-------- Dataset content --------

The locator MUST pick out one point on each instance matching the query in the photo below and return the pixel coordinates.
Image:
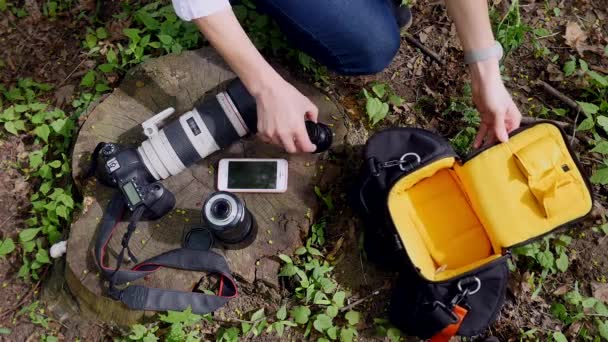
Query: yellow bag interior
(454, 217)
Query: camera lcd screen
(252, 175)
(131, 193)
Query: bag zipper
(507, 249)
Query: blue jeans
(351, 37)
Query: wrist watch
(480, 55)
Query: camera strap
(140, 297)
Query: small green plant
(175, 326)
(594, 106)
(550, 254)
(592, 313)
(463, 106)
(48, 167)
(378, 101)
(510, 31)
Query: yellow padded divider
(440, 232)
(501, 183)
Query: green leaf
(322, 323)
(338, 299)
(88, 80)
(559, 337)
(395, 100)
(589, 302)
(602, 328)
(600, 176)
(101, 33)
(137, 332)
(257, 315)
(541, 32)
(601, 80)
(300, 314)
(562, 262)
(602, 121)
(546, 259)
(6, 247)
(58, 125)
(601, 308)
(321, 299)
(352, 317)
(602, 147)
(38, 106)
(586, 124)
(28, 246)
(105, 68)
(393, 334)
(588, 108)
(90, 40)
(570, 67)
(332, 311)
(42, 256)
(185, 317)
(285, 258)
(282, 313)
(379, 90)
(288, 270)
(28, 234)
(347, 334)
(165, 39)
(43, 132)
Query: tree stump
(178, 81)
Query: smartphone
(252, 175)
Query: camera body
(170, 148)
(123, 169)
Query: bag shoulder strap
(144, 298)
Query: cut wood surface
(179, 81)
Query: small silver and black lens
(227, 217)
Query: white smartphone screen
(252, 174)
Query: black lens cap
(199, 238)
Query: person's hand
(282, 111)
(499, 114)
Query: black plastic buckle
(437, 305)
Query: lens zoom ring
(217, 122)
(181, 144)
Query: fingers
(500, 130)
(312, 113)
(303, 142)
(481, 134)
(288, 143)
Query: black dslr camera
(122, 168)
(169, 149)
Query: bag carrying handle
(144, 298)
(376, 168)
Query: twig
(357, 302)
(26, 297)
(599, 69)
(434, 56)
(528, 120)
(559, 95)
(71, 73)
(8, 218)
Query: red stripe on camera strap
(451, 330)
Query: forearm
(472, 23)
(225, 33)
(475, 32)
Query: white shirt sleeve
(193, 9)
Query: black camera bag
(465, 302)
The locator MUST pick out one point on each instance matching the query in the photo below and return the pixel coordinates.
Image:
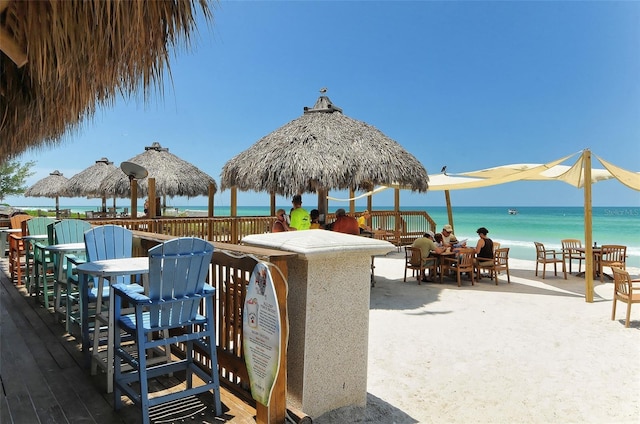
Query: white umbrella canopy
(323, 150)
(87, 182)
(173, 176)
(53, 186)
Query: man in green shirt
(300, 219)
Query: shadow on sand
(377, 411)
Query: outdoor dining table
(597, 255)
(105, 269)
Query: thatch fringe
(81, 54)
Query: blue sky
(469, 85)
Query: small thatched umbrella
(320, 151)
(87, 182)
(80, 54)
(173, 176)
(52, 186)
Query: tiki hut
(87, 182)
(173, 176)
(79, 54)
(53, 186)
(320, 151)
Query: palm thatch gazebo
(53, 186)
(87, 182)
(320, 151)
(171, 177)
(79, 54)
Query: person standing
(280, 224)
(300, 219)
(484, 247)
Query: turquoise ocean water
(611, 225)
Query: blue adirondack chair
(177, 272)
(103, 242)
(64, 232)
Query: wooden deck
(42, 378)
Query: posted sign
(261, 328)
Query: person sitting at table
(345, 223)
(280, 225)
(484, 247)
(427, 245)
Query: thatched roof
(323, 149)
(52, 186)
(87, 182)
(59, 59)
(174, 176)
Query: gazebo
(171, 177)
(320, 151)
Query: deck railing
(401, 227)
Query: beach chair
(414, 262)
(548, 256)
(613, 256)
(102, 242)
(570, 252)
(465, 262)
(499, 263)
(624, 291)
(178, 270)
(16, 247)
(64, 232)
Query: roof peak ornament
(323, 104)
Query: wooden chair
(465, 262)
(548, 256)
(624, 291)
(613, 256)
(178, 270)
(414, 262)
(65, 231)
(16, 247)
(570, 252)
(102, 242)
(499, 263)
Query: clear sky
(469, 85)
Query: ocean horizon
(548, 225)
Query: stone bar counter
(328, 307)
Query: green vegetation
(13, 176)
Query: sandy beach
(533, 351)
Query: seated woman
(280, 225)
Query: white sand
(533, 351)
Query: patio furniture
(548, 256)
(465, 262)
(414, 262)
(499, 263)
(613, 256)
(571, 252)
(178, 270)
(624, 291)
(16, 247)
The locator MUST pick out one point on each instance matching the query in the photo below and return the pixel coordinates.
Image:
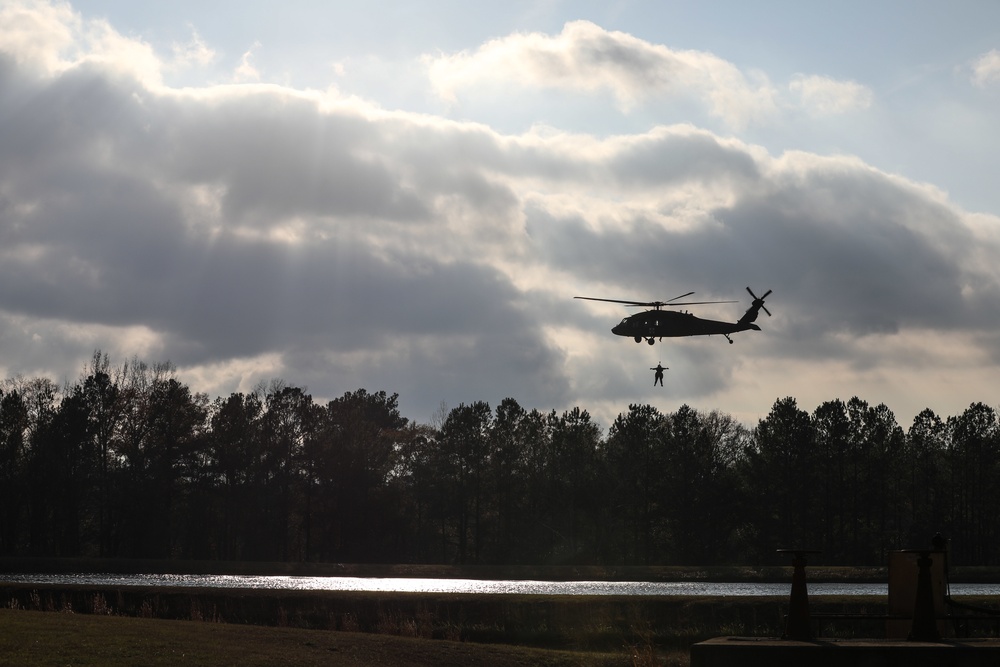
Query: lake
(491, 587)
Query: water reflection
(421, 585)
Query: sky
(406, 196)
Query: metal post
(798, 626)
(924, 628)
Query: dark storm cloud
(244, 232)
(246, 221)
(848, 250)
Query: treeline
(129, 463)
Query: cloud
(246, 71)
(584, 57)
(193, 53)
(986, 69)
(823, 96)
(250, 231)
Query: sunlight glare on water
(463, 586)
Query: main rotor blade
(653, 304)
(628, 303)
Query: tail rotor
(758, 301)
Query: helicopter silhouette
(657, 323)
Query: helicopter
(657, 323)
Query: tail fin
(755, 307)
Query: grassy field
(39, 639)
(160, 625)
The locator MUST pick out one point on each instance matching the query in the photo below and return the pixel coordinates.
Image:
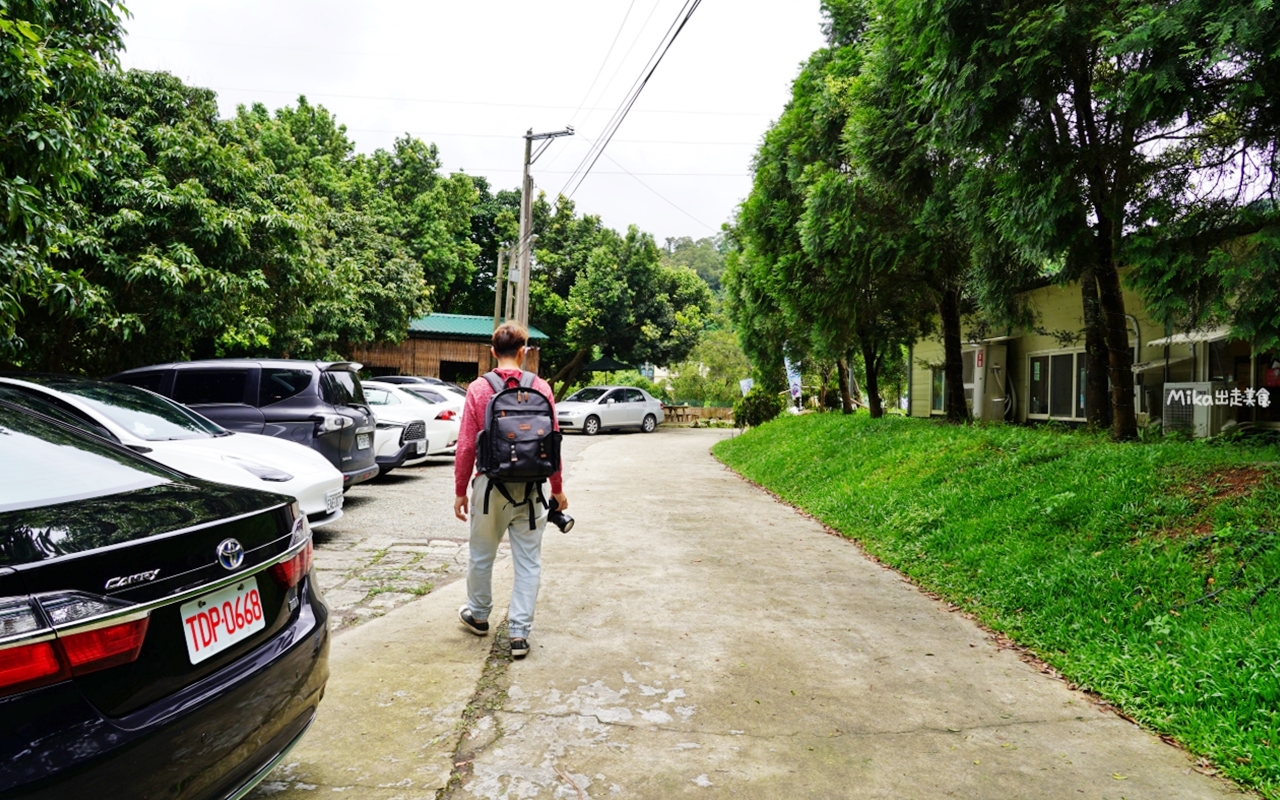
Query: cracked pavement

--------

Goal of the exercise => Only the lines from the one containing "Query: tail fin" through the end of the listing above should be reproduced, exactly as they stand. Leave the pictures out.

Response =>
Query: tail fin
(755, 307)
Query: grassy field
(39, 639)
(160, 625)
The locator MUST pick out one point on each instance matching the query in the photo below and return the pixel coordinates.
Image:
Query: cracked pavement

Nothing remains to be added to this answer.